→ 表示テキスト
+++

説明

粉末フィトステロール製剤

本発明は粉末フィトステロール製剤、その製造方法および使用に関する。上記発明の目的は、フィトステロール製剤を水性および油性調製品に配合できるようにすることである。この目的のために、上記の粉末フィトステロール製剤は、平均粒径が0.01〜100μm、好ましくは0.01〜10μm、より良くは0.01〜2μm、および理想的には0.05〜1μmの範囲である、少なくとも1種のタイプのフィトステロールを含む。特に、上記のフィトステロール製剤は、少なくとも1種のタイプのフィトステロールが半アモルファス形で使用されることを特徴とする。好ましい実施形態において、上記のフィトステロール製剤は、上記のフィトステロールが保護コロイドマトリックスに埋め込まれていることを特徴とする。

+++

→ 作業内容
粉末フィトステロール製剤の説明の「本発明は粉末フィトステロール」から「まれていることを特徴とする。」に至るまでを、一字一句変えずに打ち直してください。 このデータは作業に使いません。

→ 元データ
+++

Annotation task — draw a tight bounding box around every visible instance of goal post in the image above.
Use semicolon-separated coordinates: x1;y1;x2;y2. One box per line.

+++

→ 結果
本発明は粉末フィトステロール製剤、その製造方法および使用に関する。上記発明の目的は、フィトステロール製剤を水性および油性調製品に配合できるようにすることである。この目的のために、上記の粉末フィトステロール製剤は、平均粒径が0.01〜100μm、好ましくは0.01〜10μm、より良くは0.01〜2μm、および理想的には0.05〜1μmの範囲である、少なくとも1種のタイプのフィトステロールを含む。特に、上記のフィトステロール製剤は、少なくとも1種のタイプのフィトステロールが半アモルファス形で使用されることを特徴とする。好ましい実施形態において、上記のフィトステロール製剤は、上記のフィトステロールが保護コロイドマトリックスに埋め込まれていることを特徴とする。